• **TEXTO FORNECIDO**:
+---+

Turbulentos e insolentes mineiros

Visão do escritor, antropologista e estudioso inglês Richard Burton

O escritor, antropologista e estudioso inglês Richard Burton (1821/1890), no livro Viagem do Rio de Janeiro a Morro Velho (1868), descreve detalhes de sua rápida passagem pelo Morro Vermelho, saindo de Raposos em direção a Gongo Soco (Barão de Cocais).

Bananeiras e coqueiros

“...No dia 10 de julho de 1867, partimos (de Raposos) às 9 da manhã, hora que pode ser chamada de viagem de família naquela estação e, avançando para leste, passamos pelo lugarejo denominado Praia do Bem Será. Consta de seis fileiras de casinholas, com esteios fincados no chão, suportando um telhado sobre uma armação de madeira; muitas vezes, assim, o telhado fica pronto e são colocadas as portas e janelas antes de aparecerem as paredes...”

+---+

• **MATERIAL EXTRAÍDO**:
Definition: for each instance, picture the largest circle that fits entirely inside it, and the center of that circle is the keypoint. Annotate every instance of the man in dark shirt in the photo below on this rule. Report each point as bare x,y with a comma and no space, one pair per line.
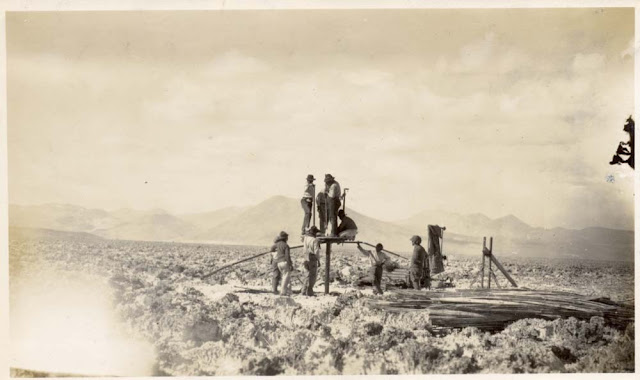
419,260
347,227
281,265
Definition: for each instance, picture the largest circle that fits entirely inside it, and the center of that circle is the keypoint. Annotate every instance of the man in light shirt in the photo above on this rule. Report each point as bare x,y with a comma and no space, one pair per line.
377,261
333,204
311,251
307,202
347,228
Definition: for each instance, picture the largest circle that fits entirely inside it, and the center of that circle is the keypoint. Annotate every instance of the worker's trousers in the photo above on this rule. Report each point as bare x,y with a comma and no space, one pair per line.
333,204
310,276
415,276
275,277
306,204
322,214
285,270
376,273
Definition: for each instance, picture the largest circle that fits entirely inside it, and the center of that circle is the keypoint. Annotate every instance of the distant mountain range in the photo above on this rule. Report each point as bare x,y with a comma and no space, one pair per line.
259,224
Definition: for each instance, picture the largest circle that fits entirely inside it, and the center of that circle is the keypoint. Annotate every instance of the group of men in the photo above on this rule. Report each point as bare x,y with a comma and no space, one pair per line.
328,204
282,265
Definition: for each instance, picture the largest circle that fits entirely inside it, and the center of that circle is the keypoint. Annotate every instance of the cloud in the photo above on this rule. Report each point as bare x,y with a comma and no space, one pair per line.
476,54
630,50
587,62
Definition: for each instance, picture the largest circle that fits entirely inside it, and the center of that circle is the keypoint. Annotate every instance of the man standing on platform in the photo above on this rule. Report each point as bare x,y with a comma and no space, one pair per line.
321,202
377,261
312,261
307,202
418,262
333,204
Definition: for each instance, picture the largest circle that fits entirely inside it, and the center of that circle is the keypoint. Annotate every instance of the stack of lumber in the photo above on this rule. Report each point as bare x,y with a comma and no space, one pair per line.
494,309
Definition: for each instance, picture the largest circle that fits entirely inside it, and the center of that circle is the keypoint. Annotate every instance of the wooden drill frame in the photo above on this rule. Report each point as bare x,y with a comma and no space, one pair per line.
487,254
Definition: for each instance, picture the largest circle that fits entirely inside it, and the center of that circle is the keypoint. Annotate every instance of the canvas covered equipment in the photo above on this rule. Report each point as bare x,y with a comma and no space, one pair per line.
434,252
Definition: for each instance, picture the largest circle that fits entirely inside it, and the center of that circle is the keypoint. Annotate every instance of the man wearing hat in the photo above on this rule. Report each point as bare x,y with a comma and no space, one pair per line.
333,204
347,227
419,260
321,203
307,202
377,261
281,264
311,246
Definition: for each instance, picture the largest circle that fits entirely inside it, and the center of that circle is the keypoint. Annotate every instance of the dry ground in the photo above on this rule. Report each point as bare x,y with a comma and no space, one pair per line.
229,324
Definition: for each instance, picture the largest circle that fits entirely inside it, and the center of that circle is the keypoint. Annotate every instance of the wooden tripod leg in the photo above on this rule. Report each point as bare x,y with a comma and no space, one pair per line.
495,279
504,271
475,279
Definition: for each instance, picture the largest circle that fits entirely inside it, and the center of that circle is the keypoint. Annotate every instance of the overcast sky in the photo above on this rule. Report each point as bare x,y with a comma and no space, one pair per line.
493,111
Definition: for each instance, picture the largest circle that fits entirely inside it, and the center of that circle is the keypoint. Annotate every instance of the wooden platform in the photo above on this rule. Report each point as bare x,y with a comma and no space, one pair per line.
494,309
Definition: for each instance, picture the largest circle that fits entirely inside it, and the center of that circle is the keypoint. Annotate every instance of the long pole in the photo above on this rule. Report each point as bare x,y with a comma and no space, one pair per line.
313,205
442,246
484,246
242,261
490,255
327,268
384,250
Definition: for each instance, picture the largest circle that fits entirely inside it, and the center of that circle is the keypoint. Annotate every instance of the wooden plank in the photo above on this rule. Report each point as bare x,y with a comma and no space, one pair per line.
493,310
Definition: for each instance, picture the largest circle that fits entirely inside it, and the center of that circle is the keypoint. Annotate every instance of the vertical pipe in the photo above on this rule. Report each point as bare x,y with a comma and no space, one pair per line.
490,253
327,268
484,245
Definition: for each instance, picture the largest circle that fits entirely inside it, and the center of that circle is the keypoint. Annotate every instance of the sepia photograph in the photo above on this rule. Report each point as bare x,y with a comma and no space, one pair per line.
365,191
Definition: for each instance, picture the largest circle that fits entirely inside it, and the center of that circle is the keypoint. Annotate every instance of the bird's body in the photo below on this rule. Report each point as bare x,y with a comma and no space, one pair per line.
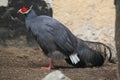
53,36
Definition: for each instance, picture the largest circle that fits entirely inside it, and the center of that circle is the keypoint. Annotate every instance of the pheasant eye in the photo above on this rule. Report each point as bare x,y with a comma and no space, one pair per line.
24,9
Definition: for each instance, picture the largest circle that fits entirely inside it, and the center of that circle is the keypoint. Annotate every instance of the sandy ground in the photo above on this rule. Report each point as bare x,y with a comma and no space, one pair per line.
25,63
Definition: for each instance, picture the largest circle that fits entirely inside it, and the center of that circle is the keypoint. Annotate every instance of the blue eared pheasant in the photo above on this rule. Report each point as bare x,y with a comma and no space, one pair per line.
55,38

+---+

• **INSTRUÇÕES E REQUISITOS**:
Transcreva do texto fornecido o trecho que começa em "Turbulentos e insolentes" e termina em "(Barão de Cocais).".

• **RESPOSTA À TAREFA**:
Turbulentos e insolentes mineiros

Visão do escritor, antropologista e estudioso inglês Richard Burton

O escritor, antropologista e estudioso inglês Richard Burton (1821/1890), no livro Viagem do Rio de Janeiro a Morro Velho (1868), descreve detalhes de sua rápida passagem pelo Morro Vermelho, saindo de Raposos em direção a Gongo Soco (Barão de Cocais).